New inflationary headache on its way

  • Morten Hansen
  • 25.09.2023
Ilustrācija — Shutterstock

Ilustrācija — Shutterstock.

Inflation is coming down quite quickly and the European Central Bank (ECB) has certainly been busy raising interest rates no fewer than 10 times in the past 14 months in order to quell inflation. In fact, never before has the ECB raised rates so many times in a row – the previous record was nine times back in 2006-2008.

But this comes on the back of a central bank that was very reluctant to raise rates in the first place, see Figure 1. Inflation in the Euro Area went above the bank’s medium-term target of 2% year-on-year in July 2021 but the bank maintained ultra-low interest rates for a whole year before starting its rates rises – at a time when, in July 2022, inflation had reached 8.9% in the Eurozone and 21.3% here in Latvia, see again Figure 1.

---

=== WORK ITEM A ===
Output the part of the ECB inflation article that begins at the words "Ilustrācija — Shutterstock." and ends after "again Figure 1.".
=== WORK ITEM B ===
List every percentage figure that appears in the ECB inflation article.
=== WORK ITEM C ===
Resume the ECB inflation article, writing on from its last sentence.

=== DATA EXTRACTS ===

---

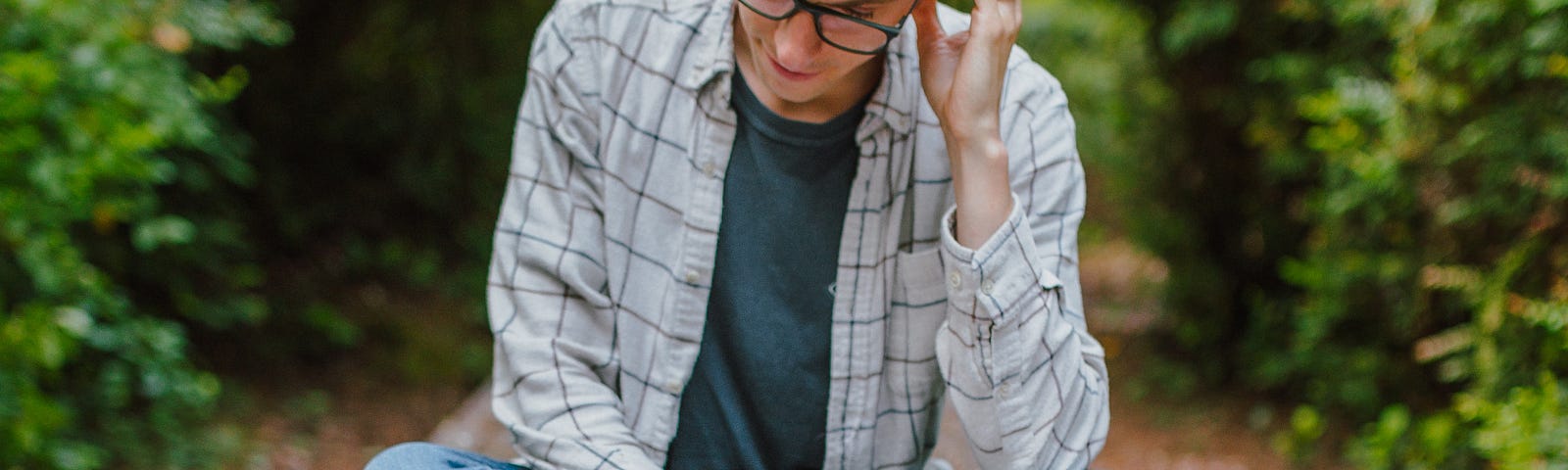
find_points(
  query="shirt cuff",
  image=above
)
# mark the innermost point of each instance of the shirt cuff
(982, 282)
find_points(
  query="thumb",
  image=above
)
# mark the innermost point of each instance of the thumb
(925, 24)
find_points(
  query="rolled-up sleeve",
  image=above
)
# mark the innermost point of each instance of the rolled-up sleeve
(1027, 380)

---

=== FINAL ANSWER A ===
Ilustrācija — Shutterstock.

Inflation is coming down quite quickly and the European Central Bank (ECB) has certainly been busy raising interest rates no fewer than 10 times in the past 14 months in order to quell inflation. In fact, never before has the ECB raised rates so many times in a row – the previous record was nine times back in 2006-2008.

But this comes on the back of a central bank that was very reluctant to raise rates in the first place, see Figure 1. Inflation in the Euro Area went above the bank’s medium-term target of 2% year-on-year in July 2021 but the bank maintained ultra-low interest rates for a whole year before starting its rates rises – at a time when, in July 2022, inflation had reached 8.9% in the Eurozone and 21.3% here in Latvia, see again Figure 1.

=== FINAL ANSWER B ===
2%, 8.9%, 21.3%

=== FINAL ANSWER C ===
Back in 2021 there was among many a widespread belief that an uptick in inflation was a transitory phenomenon due to the opening up of the economies after Covid-19. As demand returned, supply just couldn’t keep up right away, leading to higher inflation, but this would dissipate fast, as supply chains would be restored. That was the “Team Transitory” story – the other side, dubbed “Team Permanent”, obviously, argued that inflation would be not permanent, but certainly persistent as it was a result of too much fiscal and monetary stimulus following Covid-19. Too much demand chasing too little potential supply.